● **DIRECTIONS FOR THIS TASK**: List every line in the records below that contains the word "shoe", and copy each one in full.

___ INPUT MATERIAL ___

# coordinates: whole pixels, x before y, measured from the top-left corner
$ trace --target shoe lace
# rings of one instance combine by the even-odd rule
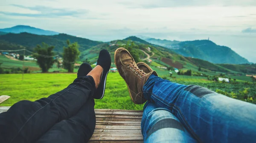
[[[133,69],[132,70],[135,72],[135,74],[138,74],[138,76],[140,78],[142,78],[146,74],[146,73],[143,72],[143,70],[139,69],[136,64],[131,64],[128,67],[130,67],[131,70]]]

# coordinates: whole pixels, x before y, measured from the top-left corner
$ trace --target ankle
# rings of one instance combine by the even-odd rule
[[[98,65],[87,75],[87,76],[92,76],[94,82],[95,82],[95,87],[96,87],[96,89],[98,88],[100,82],[100,79],[103,72],[103,69],[101,66]]]

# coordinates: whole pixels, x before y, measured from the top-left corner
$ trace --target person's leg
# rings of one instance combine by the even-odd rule
[[[35,143],[87,143],[95,128],[94,107],[94,100],[88,99],[76,115],[54,125]]]
[[[34,102],[22,101],[0,114],[0,143],[32,143],[55,123],[76,114],[96,90],[91,76]]]
[[[101,64],[87,76],[77,78],[64,90],[34,102],[20,101],[0,114],[0,143],[34,142],[55,124],[76,114],[88,98],[98,98],[93,94],[99,86],[105,88],[105,82],[100,81],[105,81],[107,73],[102,71],[108,71],[111,64],[107,50],[101,51],[98,62]],[[100,93],[103,97],[104,93]]]
[[[198,141],[255,143],[256,105],[151,75],[144,98],[172,111]]]
[[[144,107],[141,129],[144,143],[197,143],[174,115],[150,102]]]

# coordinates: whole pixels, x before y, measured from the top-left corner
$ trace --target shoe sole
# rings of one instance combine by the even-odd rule
[[[106,76],[105,77],[105,80],[104,81],[104,85],[103,85],[103,92],[102,93],[102,97],[99,99],[101,99],[103,98],[104,96],[104,94],[105,93],[105,89],[106,89],[106,83],[107,82],[107,76],[108,76],[108,71],[107,72],[107,74],[106,74]],[[103,74],[103,71],[102,71],[102,74]]]
[[[114,59],[115,64],[116,65],[116,51],[117,51],[118,50],[118,49],[116,50],[116,51],[115,51],[115,54],[114,55],[114,58],[115,58]],[[117,69],[117,71],[118,72],[118,73],[120,73],[119,72],[119,70],[118,70],[118,68],[116,68],[116,69]],[[120,73],[119,73],[119,74],[120,75]],[[122,76],[120,76],[122,77]],[[129,88],[129,86],[128,86],[128,84],[127,84],[127,83],[126,83],[126,81],[125,81],[125,80],[122,77],[122,78],[124,79],[124,80],[125,81],[125,83],[126,84],[126,85],[127,86],[127,88],[128,88],[128,91],[129,91],[129,94],[130,94],[130,97],[131,97],[131,101],[135,104],[137,104],[137,103],[134,102],[134,101],[133,98],[131,97],[131,92],[130,91],[130,88]]]

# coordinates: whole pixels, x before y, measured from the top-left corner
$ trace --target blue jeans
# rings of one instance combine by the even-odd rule
[[[256,143],[256,105],[151,75],[141,123],[145,143]]]

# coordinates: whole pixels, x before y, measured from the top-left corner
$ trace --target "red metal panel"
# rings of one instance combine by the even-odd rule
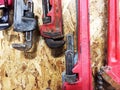
[[[105,72],[120,85],[119,0],[109,0],[108,9],[108,65]]]
[[[52,36],[47,35],[45,33],[58,33],[58,37],[63,35],[62,30],[62,8],[61,8],[61,0],[50,0],[50,4],[52,6],[51,10],[48,12],[47,16],[51,17],[51,22],[47,24],[43,24],[40,27],[40,32],[43,37],[53,38]]]
[[[0,5],[5,5],[5,1],[8,1],[8,5],[12,5],[12,0],[0,0]]]
[[[77,82],[65,82],[63,90],[93,90],[90,64],[90,38],[88,0],[78,0],[78,61],[73,73],[78,74]]]

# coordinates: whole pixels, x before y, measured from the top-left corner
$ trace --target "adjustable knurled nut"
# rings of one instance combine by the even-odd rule
[[[74,84],[76,82],[76,74],[73,75],[65,75],[65,81],[70,83],[70,84]]]

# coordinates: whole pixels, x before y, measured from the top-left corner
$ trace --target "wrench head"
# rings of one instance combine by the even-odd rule
[[[63,45],[65,44],[64,40],[54,40],[54,39],[49,39],[49,38],[46,38],[45,42],[47,46],[51,49],[63,47]]]
[[[32,48],[31,42],[25,42],[24,44],[12,44],[12,47],[20,51],[29,51]]]

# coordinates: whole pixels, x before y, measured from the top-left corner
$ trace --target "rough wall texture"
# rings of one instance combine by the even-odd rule
[[[42,24],[42,0],[34,1],[34,12]],[[90,0],[90,32],[92,68],[100,67],[105,58],[106,0]],[[75,33],[75,0],[62,0],[65,35]],[[20,52],[11,47],[14,42],[23,42],[21,33],[9,28],[0,31],[0,90],[61,90],[61,73],[64,71],[64,55],[51,56],[39,31],[34,32],[34,46],[30,52]]]

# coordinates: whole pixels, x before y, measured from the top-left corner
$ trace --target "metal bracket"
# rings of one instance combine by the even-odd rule
[[[24,44],[12,44],[13,48],[28,51],[32,48],[32,34],[36,28],[32,0],[14,0],[14,30],[25,32]]]
[[[64,76],[65,81],[68,83],[75,83],[77,76],[73,73],[74,68],[74,40],[73,35],[67,35],[67,51],[65,52],[65,60],[66,60],[66,74]]]
[[[0,18],[0,30],[9,28],[9,11],[12,7],[12,0],[0,0],[0,9],[2,16]]]
[[[48,47],[63,47],[62,10],[61,0],[42,0],[43,25],[40,27],[41,35],[45,38]]]

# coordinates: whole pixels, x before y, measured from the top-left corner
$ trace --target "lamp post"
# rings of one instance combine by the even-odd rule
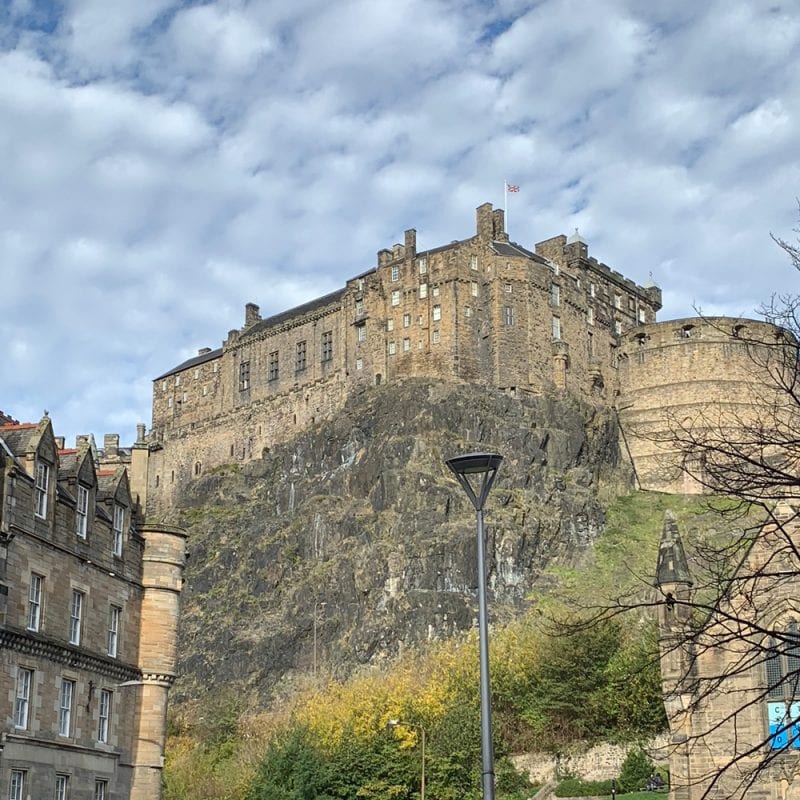
[[[327,603],[323,602],[315,602],[314,603],[314,682],[317,681],[317,609],[318,608],[325,608]]]
[[[402,722],[399,719],[389,720],[390,727],[396,728],[398,725],[419,731],[421,745],[420,755],[422,756],[422,774],[420,775],[419,779],[419,800],[425,800],[425,728],[423,728],[422,725],[409,725],[408,723]]]
[[[494,745],[492,743],[492,696],[489,688],[489,622],[486,610],[486,543],[483,537],[483,506],[492,489],[503,457],[497,453],[469,453],[445,463],[458,478],[475,507],[478,528],[478,638],[480,642],[481,690],[481,782],[483,800],[494,800]]]

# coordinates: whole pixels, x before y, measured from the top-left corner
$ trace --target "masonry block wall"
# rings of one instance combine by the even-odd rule
[[[474,236],[420,251],[413,229],[344,288],[244,324],[221,348],[153,384],[148,509],[221,464],[330,418],[356,391],[412,377],[509,391],[566,390],[610,403],[622,333],[650,323],[657,287],[590,258],[577,234],[510,242],[485,203]]]

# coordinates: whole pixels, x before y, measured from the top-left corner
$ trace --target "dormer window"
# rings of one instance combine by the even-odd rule
[[[122,555],[122,539],[125,532],[125,507],[114,503],[114,555]]]
[[[81,539],[89,531],[89,490],[78,484],[78,505],[75,510],[75,533]]]
[[[50,465],[44,461],[36,462],[36,516],[44,519],[47,516],[47,494],[50,489]]]

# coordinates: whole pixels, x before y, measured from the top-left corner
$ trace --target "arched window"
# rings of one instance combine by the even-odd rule
[[[767,717],[770,746],[800,749],[800,631],[797,622],[786,625],[779,639],[767,640]]]

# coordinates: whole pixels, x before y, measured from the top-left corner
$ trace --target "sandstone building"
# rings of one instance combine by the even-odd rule
[[[107,448],[103,464],[92,445],[65,448],[47,416],[0,418],[0,787],[10,800],[161,793],[185,536],[141,521],[123,462],[143,474],[145,445],[124,458]]]

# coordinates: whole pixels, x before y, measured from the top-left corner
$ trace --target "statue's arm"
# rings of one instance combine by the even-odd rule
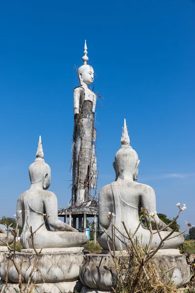
[[[58,230],[70,231],[72,232],[78,230],[70,226],[58,219],[58,200],[56,194],[50,191],[48,191],[47,195],[45,196],[43,200],[47,221],[50,226]]]
[[[99,194],[99,222],[104,228],[107,229],[110,221],[106,218],[109,212],[115,213],[115,208],[110,185],[103,187]]]
[[[146,188],[145,190],[146,192],[144,192],[144,194],[142,195],[141,197],[142,206],[143,208],[148,207],[148,212],[151,213],[154,211],[156,211],[156,195],[155,190],[150,186],[145,186]],[[160,219],[159,219],[156,214],[155,219],[156,221],[156,225],[159,229],[161,229],[165,227],[167,225],[164,223]],[[152,221],[152,218],[150,219]],[[154,223],[152,223],[153,226],[155,227],[155,224],[154,221]],[[165,228],[164,231],[172,231],[172,229],[169,227]]]
[[[76,87],[74,90],[74,114],[79,114],[79,100],[81,88],[80,87]]]
[[[23,204],[23,194],[21,194],[18,200],[17,208],[17,218],[19,219],[19,227],[21,229],[22,229],[23,228],[23,219],[24,218],[24,216],[21,212],[20,212],[20,211],[23,211],[23,210],[24,207]]]

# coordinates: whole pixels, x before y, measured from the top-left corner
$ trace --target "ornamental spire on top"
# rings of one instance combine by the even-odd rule
[[[130,144],[130,139],[128,135],[127,130],[128,126],[126,124],[126,119],[124,120],[124,127],[122,127],[122,137],[120,140],[122,146],[129,146]]]
[[[86,65],[87,63],[87,61],[89,60],[89,58],[87,56],[88,52],[87,44],[86,43],[86,40],[85,40],[85,46],[84,47],[84,56],[82,58],[82,60],[83,61],[84,65]]]
[[[44,157],[42,142],[41,142],[41,137],[40,135],[39,136],[39,140],[38,143],[38,148],[37,149],[36,157],[37,158],[40,158],[41,159],[43,159]]]

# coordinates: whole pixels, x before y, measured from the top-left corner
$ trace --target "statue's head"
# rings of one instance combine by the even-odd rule
[[[82,65],[78,69],[78,76],[80,85],[83,83],[89,85],[94,81],[94,71],[93,67],[87,64]]]
[[[115,155],[114,167],[116,173],[116,180],[133,178],[136,180],[138,175],[138,166],[139,163],[137,153],[130,146],[130,141],[128,134],[126,120],[124,120],[121,146]]]
[[[41,183],[43,189],[49,188],[51,184],[51,169],[44,161],[41,138],[39,136],[36,157],[37,158],[29,168],[31,184]]]
[[[78,76],[80,81],[80,85],[82,85],[83,83],[89,85],[92,84],[94,81],[94,71],[93,67],[87,64],[87,61],[89,60],[89,58],[87,56],[87,47],[86,43],[86,40],[85,41],[85,46],[84,51],[84,56],[82,57],[82,60],[83,61],[84,65],[80,66],[78,69]]]

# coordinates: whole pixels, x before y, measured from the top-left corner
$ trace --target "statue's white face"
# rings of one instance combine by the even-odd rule
[[[92,84],[94,78],[94,72],[92,67],[91,66],[89,66],[89,69],[86,68],[82,76],[83,83],[88,85]]]
[[[89,85],[94,81],[94,71],[93,67],[90,65],[82,65],[79,67],[78,74],[81,84],[84,83]]]

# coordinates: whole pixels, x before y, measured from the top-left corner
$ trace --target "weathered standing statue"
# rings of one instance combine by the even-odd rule
[[[148,207],[149,213],[156,210],[156,195],[154,189],[148,185],[135,182],[137,180],[139,160],[136,152],[129,145],[130,142],[125,119],[121,139],[122,145],[115,155],[115,162],[113,164],[116,173],[116,181],[103,187],[99,196],[99,223],[107,229],[111,234],[111,223],[106,218],[109,211],[116,214],[113,218],[115,225],[125,234],[121,221],[124,221],[128,230],[130,230],[133,233],[139,224],[141,208]],[[166,226],[156,214],[155,219],[159,229]],[[169,228],[167,228],[160,232],[162,237],[163,238],[168,235],[170,230]],[[120,238],[120,234],[117,230],[115,233]],[[176,249],[181,245],[184,241],[184,237],[183,235],[179,235],[178,234],[175,232],[172,236],[178,236],[171,239],[168,238],[165,241],[162,248]],[[141,238],[143,245],[148,245],[150,236],[149,230],[144,229],[141,226],[136,235],[139,236],[140,239]],[[105,249],[108,249],[107,240],[106,233],[99,234],[98,242]],[[117,250],[118,250],[118,248],[126,249],[125,245],[117,237],[115,238],[115,242],[118,247],[116,248]],[[157,246],[160,242],[158,234],[155,234],[152,245]],[[111,241],[110,245],[112,246]]]
[[[73,183],[72,204],[79,205],[87,200],[94,188],[96,177],[94,161],[95,130],[94,113],[97,96],[88,88],[94,81],[94,69],[87,64],[87,46],[85,42],[84,65],[78,71],[80,85],[74,90],[74,127],[73,145]],[[95,179],[95,180],[94,180]]]
[[[82,246],[87,240],[86,235],[79,233],[74,228],[58,220],[56,195],[46,190],[50,185],[51,169],[43,159],[40,136],[36,157],[29,169],[31,182],[30,188],[20,195],[17,203],[17,217],[22,214],[19,225],[22,229],[20,236],[22,246],[25,249],[33,248],[30,233],[25,217],[29,226],[32,226],[33,230],[35,231],[44,221],[44,214],[49,217],[45,225],[35,234],[36,248]],[[51,231],[50,226],[62,231]]]

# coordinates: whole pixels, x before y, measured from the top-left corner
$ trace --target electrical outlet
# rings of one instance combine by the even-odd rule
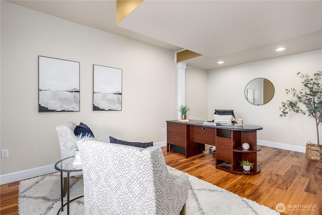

___

● **FINAL RESULT**:
$ trace --target shoe lace
$ trace --target shoe sole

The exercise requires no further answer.